Dataset entries:
***

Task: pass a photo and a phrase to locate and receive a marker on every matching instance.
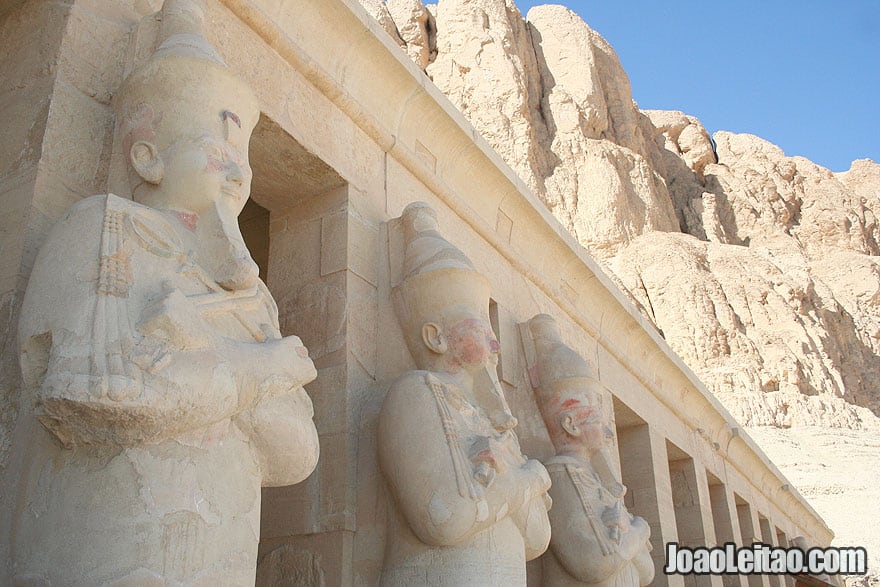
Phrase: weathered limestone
(469, 508)
(771, 300)
(594, 540)
(166, 394)
(349, 133)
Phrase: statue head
(569, 398)
(442, 302)
(185, 122)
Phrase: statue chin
(281, 428)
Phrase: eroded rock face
(761, 270)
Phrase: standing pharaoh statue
(165, 393)
(467, 507)
(595, 540)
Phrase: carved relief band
(165, 392)
(467, 507)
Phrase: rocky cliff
(761, 271)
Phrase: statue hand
(175, 319)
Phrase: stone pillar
(769, 537)
(645, 472)
(748, 523)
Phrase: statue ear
(145, 159)
(568, 423)
(433, 337)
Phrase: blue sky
(803, 75)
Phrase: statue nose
(234, 174)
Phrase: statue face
(472, 344)
(582, 421)
(204, 172)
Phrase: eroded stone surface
(467, 507)
(163, 392)
(760, 269)
(594, 540)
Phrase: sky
(802, 75)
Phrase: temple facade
(350, 133)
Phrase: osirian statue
(467, 507)
(164, 393)
(595, 540)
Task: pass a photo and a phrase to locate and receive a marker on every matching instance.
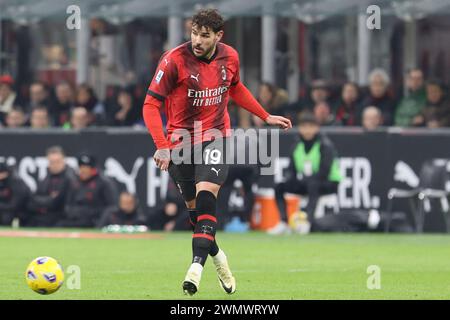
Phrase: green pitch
(318, 266)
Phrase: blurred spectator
(409, 109)
(15, 118)
(63, 104)
(7, 96)
(14, 195)
(46, 206)
(86, 98)
(313, 170)
(123, 111)
(346, 112)
(322, 112)
(436, 114)
(379, 95)
(127, 213)
(319, 92)
(79, 119)
(39, 96)
(39, 118)
(372, 118)
(271, 98)
(90, 196)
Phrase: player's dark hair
(208, 18)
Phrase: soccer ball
(298, 221)
(44, 275)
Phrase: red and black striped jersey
(195, 90)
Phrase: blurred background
(375, 91)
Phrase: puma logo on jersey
(216, 171)
(195, 77)
(224, 73)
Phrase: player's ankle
(220, 256)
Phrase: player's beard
(206, 53)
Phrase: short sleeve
(165, 78)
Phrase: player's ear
(219, 35)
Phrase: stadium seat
(433, 181)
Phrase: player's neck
(211, 54)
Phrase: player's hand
(162, 158)
(279, 121)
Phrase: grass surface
(317, 266)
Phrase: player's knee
(206, 203)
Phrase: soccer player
(195, 81)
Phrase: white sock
(196, 267)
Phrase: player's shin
(193, 220)
(203, 238)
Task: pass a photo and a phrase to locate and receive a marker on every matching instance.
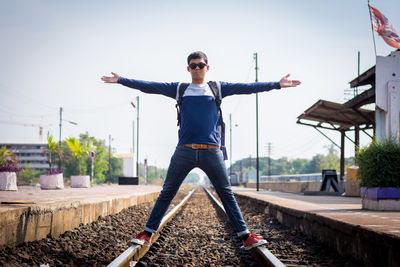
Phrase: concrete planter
(381, 198)
(80, 181)
(8, 181)
(52, 181)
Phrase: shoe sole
(259, 243)
(138, 242)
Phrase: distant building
(30, 155)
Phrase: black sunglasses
(201, 65)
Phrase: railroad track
(130, 256)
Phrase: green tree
(27, 174)
(77, 150)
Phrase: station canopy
(335, 116)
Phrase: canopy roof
(335, 116)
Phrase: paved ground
(37, 195)
(345, 209)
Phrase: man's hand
(285, 82)
(113, 79)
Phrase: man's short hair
(198, 55)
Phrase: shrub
(8, 162)
(379, 164)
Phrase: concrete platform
(42, 212)
(370, 236)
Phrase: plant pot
(8, 181)
(381, 198)
(80, 181)
(52, 181)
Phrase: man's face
(198, 72)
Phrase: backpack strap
(216, 89)
(179, 95)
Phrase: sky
(53, 54)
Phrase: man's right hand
(108, 79)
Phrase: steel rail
(260, 253)
(138, 251)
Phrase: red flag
(384, 28)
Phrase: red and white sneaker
(253, 241)
(142, 239)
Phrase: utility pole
(59, 140)
(269, 160)
(137, 136)
(257, 161)
(109, 158)
(230, 151)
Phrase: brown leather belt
(201, 146)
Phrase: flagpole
(372, 29)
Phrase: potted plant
(78, 151)
(379, 169)
(8, 170)
(54, 178)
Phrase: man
(199, 141)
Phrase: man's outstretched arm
(108, 79)
(167, 89)
(228, 89)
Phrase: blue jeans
(212, 163)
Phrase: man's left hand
(285, 82)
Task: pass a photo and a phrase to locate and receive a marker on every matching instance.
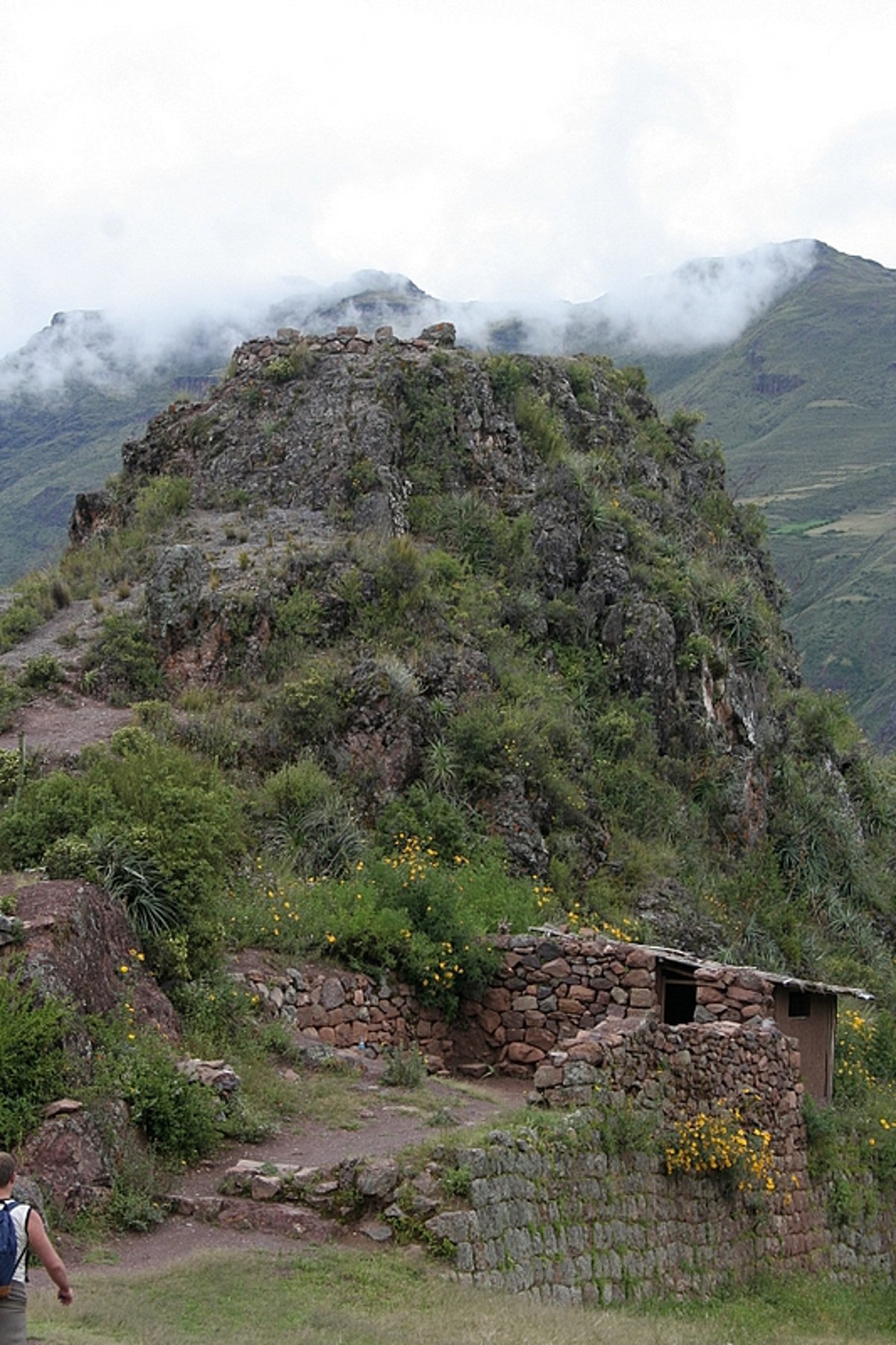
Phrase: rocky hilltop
(493, 594)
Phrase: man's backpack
(10, 1254)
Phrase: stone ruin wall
(547, 992)
(573, 1223)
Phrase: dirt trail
(388, 1122)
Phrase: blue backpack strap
(10, 1204)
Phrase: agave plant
(132, 877)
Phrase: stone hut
(555, 987)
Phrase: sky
(183, 156)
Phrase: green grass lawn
(330, 1297)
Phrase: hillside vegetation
(426, 643)
(805, 406)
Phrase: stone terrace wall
(349, 1009)
(547, 990)
(573, 1224)
(560, 1217)
(679, 1071)
(550, 989)
(579, 1226)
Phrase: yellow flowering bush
(719, 1141)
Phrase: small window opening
(679, 1001)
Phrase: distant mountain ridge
(788, 351)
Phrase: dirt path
(388, 1122)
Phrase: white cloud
(172, 154)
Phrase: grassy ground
(329, 1297)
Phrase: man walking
(30, 1235)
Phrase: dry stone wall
(545, 993)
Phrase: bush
(178, 1116)
(34, 1061)
(40, 673)
(164, 829)
(161, 500)
(122, 662)
(405, 1067)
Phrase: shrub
(40, 673)
(719, 1141)
(122, 662)
(541, 426)
(33, 1031)
(405, 1067)
(161, 500)
(176, 1116)
(164, 827)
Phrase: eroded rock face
(80, 946)
(338, 448)
(75, 1157)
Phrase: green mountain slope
(805, 406)
(471, 641)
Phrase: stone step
(256, 1215)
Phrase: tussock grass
(326, 1296)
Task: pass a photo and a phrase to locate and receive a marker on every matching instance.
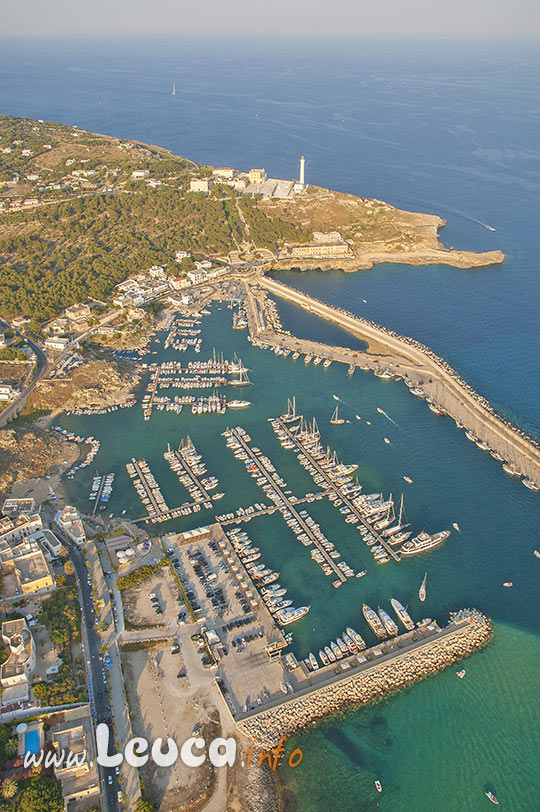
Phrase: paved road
(97, 682)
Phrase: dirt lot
(138, 609)
(161, 706)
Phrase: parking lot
(234, 628)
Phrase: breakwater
(467, 632)
(420, 366)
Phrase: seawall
(468, 631)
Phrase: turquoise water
(447, 128)
(31, 741)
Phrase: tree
(9, 788)
(42, 795)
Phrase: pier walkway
(289, 505)
(420, 366)
(336, 489)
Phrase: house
(224, 172)
(78, 775)
(7, 392)
(69, 522)
(20, 322)
(257, 175)
(58, 343)
(16, 671)
(178, 282)
(14, 507)
(199, 185)
(77, 312)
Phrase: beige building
(77, 312)
(16, 671)
(80, 782)
(318, 250)
(69, 522)
(199, 185)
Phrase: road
(95, 669)
(44, 365)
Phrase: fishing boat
(336, 420)
(288, 616)
(373, 621)
(402, 614)
(388, 623)
(422, 591)
(322, 657)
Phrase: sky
(454, 18)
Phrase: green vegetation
(43, 794)
(61, 614)
(268, 232)
(138, 575)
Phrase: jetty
(367, 677)
(411, 360)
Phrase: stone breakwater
(472, 632)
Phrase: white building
(69, 522)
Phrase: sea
(447, 127)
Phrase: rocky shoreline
(375, 683)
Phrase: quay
(417, 364)
(411, 657)
(288, 504)
(337, 489)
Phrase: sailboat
(336, 420)
(422, 592)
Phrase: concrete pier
(467, 632)
(418, 365)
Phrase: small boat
(336, 420)
(422, 591)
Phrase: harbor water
(450, 130)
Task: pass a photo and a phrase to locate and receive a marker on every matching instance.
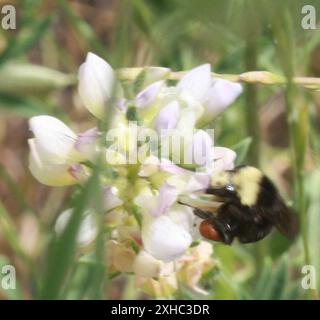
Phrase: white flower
(110, 198)
(223, 159)
(214, 94)
(48, 173)
(53, 156)
(219, 96)
(167, 227)
(97, 84)
(196, 81)
(54, 140)
(146, 265)
(168, 237)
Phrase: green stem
(252, 108)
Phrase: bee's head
(243, 183)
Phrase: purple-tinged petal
(110, 198)
(197, 81)
(202, 148)
(198, 182)
(167, 197)
(168, 166)
(168, 116)
(76, 170)
(86, 140)
(219, 96)
(223, 159)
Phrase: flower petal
(220, 95)
(168, 116)
(111, 200)
(97, 81)
(85, 142)
(196, 81)
(164, 239)
(55, 141)
(146, 265)
(202, 148)
(167, 197)
(223, 159)
(146, 97)
(50, 174)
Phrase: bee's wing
(275, 209)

***

> Task goal:
Repeat all of the entries above exactly. Keep pictures out of it.

> Answer to this problem:
Task: pass a photo and a phrase to locate and receive a marker on every matching instance.
Phrase: weathered limestone
(469, 508)
(771, 300)
(594, 540)
(166, 394)
(349, 133)
Phrase: statue head
(569, 398)
(442, 302)
(185, 122)
Phrase: statue chin
(281, 428)
Phrase: eroded rock face
(761, 270)
Phrase: standing pharaoh statue
(165, 393)
(467, 507)
(595, 540)
Phrase: carved relief band
(165, 392)
(467, 507)
Phrase: rocky cliff
(761, 271)
Phrase: statue hand
(175, 319)
Phrase: stone pillar
(769, 537)
(645, 472)
(748, 523)
Phrase: statue ear
(145, 159)
(568, 423)
(433, 337)
Phrase: blue sky
(803, 75)
Phrase: statue nose
(234, 174)
Phrase: statue face
(472, 344)
(582, 421)
(204, 172)
Phrase: eroded stone surface
(467, 507)
(163, 392)
(760, 269)
(594, 540)
Phrase: sky
(802, 75)
Phrase: temple facade
(350, 133)
Phrase: osirian statue
(467, 507)
(164, 393)
(595, 540)
Task: pass a photo and a phrase to locate and receive a marker on every matching instance.
Phrase: green pitch
(318, 266)
Phrase: blurred spectator
(409, 109)
(15, 118)
(63, 104)
(7, 96)
(14, 195)
(46, 206)
(86, 98)
(313, 170)
(123, 111)
(346, 112)
(322, 112)
(436, 114)
(379, 95)
(127, 213)
(319, 92)
(79, 119)
(39, 96)
(39, 118)
(372, 118)
(271, 98)
(90, 196)
Phrase: player's dark hair
(208, 18)
Phrase: soccer ball
(298, 221)
(44, 275)
Phrase: red and black striped jersey
(195, 90)
Phrase: blurred background
(375, 91)
Phrase: puma logo on jersey
(216, 171)
(195, 77)
(224, 73)
Phrase: player's ankle
(220, 256)
Phrase: player's beard
(206, 53)
Phrase: short sleeve
(165, 78)
Phrase: player's ear
(219, 35)
Phrase: stadium seat
(433, 181)
Phrase: player's neck
(211, 54)
Phrase: player's hand
(162, 158)
(279, 121)
Phrase: grass surface
(317, 266)
Phrase: player's knee
(206, 203)
Phrase: soccer player
(195, 81)
Phrase: white sock
(196, 267)
Phrase: player's shin
(193, 220)
(203, 238)
Task: pass a photo and a phrase to locate and receive a marker on every matching instance.
Phrase: concrete planter
(381, 198)
(80, 181)
(8, 181)
(52, 181)
Phrase: shoe sole
(259, 243)
(138, 242)
Phrase: distant building
(30, 155)
Phrase: black sunglasses
(201, 65)
Phrase: railroad track
(130, 256)
Phrase: green tree
(27, 174)
(77, 150)
Phrase: station canopy
(335, 116)
Phrase: canopy roof
(335, 116)
Phrase: paved ground
(37, 195)
(345, 209)
Phrase: man's hand
(285, 82)
(113, 79)
Phrase: man's short hair
(198, 55)
Phrase: shrub
(8, 162)
(379, 164)
Phrase: concrete platform
(42, 212)
(370, 236)
Phrase: plant pot
(8, 181)
(381, 198)
(80, 181)
(52, 181)
Phrase: man's face
(198, 72)
Phrase: backpack strap
(216, 89)
(179, 95)
Phrase: sky
(53, 54)
Phrase: man's right hand
(108, 79)
Phrase: steel rail
(260, 253)
(138, 251)
Phrase: red flag
(384, 28)
Phrase: red and white sneaker
(253, 241)
(142, 239)
Phrase: utility pole
(59, 140)
(269, 160)
(137, 136)
(257, 161)
(109, 158)
(230, 151)
Phrase: brown leather belt
(201, 146)
Phrase: flagpole
(372, 29)
Phrase: potted plant
(78, 151)
(379, 169)
(8, 170)
(54, 178)
Phrase: man
(199, 141)
Phrase: man's outstretched arm
(108, 79)
(167, 89)
(228, 89)
Phrase: blue jeans
(212, 163)
Phrase: man's left hand
(285, 82)
Task: pass a photo and a phrase to locate and receive a marker on every matching instance.
Phrase: rocky hilltop
(493, 594)
Phrase: man's backpack
(10, 1254)
Phrase: stone ruin wall
(547, 992)
(573, 1223)
Phrase: dirt trail
(388, 1122)
Phrase: blue backpack strap
(10, 1204)
Phrase: agave plant
(132, 877)
Phrase: stone hut
(555, 987)
Phrase: sky
(183, 156)
Phrase: green grass lawn
(330, 1297)
Phrase: hillside vegetation
(426, 643)
(805, 406)
Phrase: stone terrace wall
(349, 1009)
(547, 990)
(573, 1224)
(560, 1217)
(679, 1071)
(550, 989)
(579, 1226)
Phrase: yellow flowering bush
(719, 1141)
Phrase: small window opening
(679, 1001)
Phrase: distant mountain ridge
(788, 351)
Phrase: dirt path
(388, 1122)
Phrase: white cloud
(172, 154)
Phrase: grassy ground
(329, 1297)
Phrase: man walking
(30, 1235)
Phrase: dry stone wall
(545, 993)
Phrase: bush
(178, 1116)
(34, 1061)
(40, 673)
(164, 829)
(161, 500)
(122, 662)
(405, 1067)
Phrase: shrub
(40, 673)
(719, 1141)
(122, 662)
(541, 426)
(33, 1031)
(405, 1067)
(161, 500)
(176, 1116)
(164, 827)
Phrase: eroded rock face
(80, 946)
(338, 448)
(75, 1157)
Phrase: green mountain slope
(805, 406)
(471, 641)
Phrase: stone step
(256, 1215)
Phrase: tussock grass
(326, 1296)
Task: pass a photo and a phrase to locate and receive a marker on every matching instance.
Phrase: paved road
(97, 682)
Phrase: dirt lot
(138, 609)
(161, 706)
Phrase: parking lot
(234, 628)
Phrase: breakwater
(467, 632)
(420, 366)
Phrase: seawall
(468, 631)
Phrase: turquoise water
(447, 128)
(31, 741)
Phrase: tree
(9, 788)
(42, 795)
Phrase: pier walkway
(289, 505)
(420, 366)
(336, 489)
Phrase: house
(224, 172)
(78, 775)
(7, 392)
(69, 522)
(20, 322)
(257, 175)
(58, 343)
(16, 671)
(178, 282)
(14, 507)
(199, 185)
(77, 312)
Phrase: beige building
(77, 312)
(16, 671)
(80, 782)
(318, 250)
(69, 522)
(199, 185)
Phrase: road
(95, 669)
(44, 365)
Phrase: fishing boat
(336, 420)
(288, 616)
(373, 621)
(402, 614)
(388, 623)
(422, 591)
(322, 657)
Phrase: sky
(454, 18)
Phrase: green vegetation
(43, 794)
(61, 614)
(268, 232)
(138, 575)
Phrase: jetty
(367, 677)
(411, 360)
Phrase: stone breakwater
(472, 632)
Phrase: white building
(69, 522)
Phrase: sea
(447, 127)
Phrase: rocky shoreline
(375, 683)
Phrase: quay
(417, 364)
(411, 657)
(288, 504)
(337, 489)
Phrase: sailboat
(336, 420)
(422, 592)
Phrase: concrete pier
(467, 632)
(418, 365)
Phrase: small boat
(336, 420)
(422, 591)
Phrase: harbor water
(450, 130)
Task: pass a photo and a phrase to locate and receive a marker on every matching instance.
Phrase: white flower
(110, 198)
(223, 159)
(214, 94)
(48, 173)
(53, 156)
(219, 96)
(167, 227)
(97, 84)
(196, 81)
(54, 140)
(146, 265)
(168, 237)
Phrase: green stem
(252, 108)
Phrase: bee's head
(243, 183)
Phrase: purple-tinged petal
(110, 198)
(197, 81)
(202, 148)
(198, 182)
(167, 197)
(168, 166)
(168, 116)
(76, 170)
(86, 140)
(219, 96)
(223, 159)
Phrase: flower petal
(220, 95)
(168, 116)
(111, 200)
(97, 81)
(85, 142)
(196, 81)
(164, 239)
(55, 141)
(146, 265)
(202, 148)
(167, 197)
(223, 159)
(146, 97)
(50, 174)
Phrase: bee's wing
(275, 209)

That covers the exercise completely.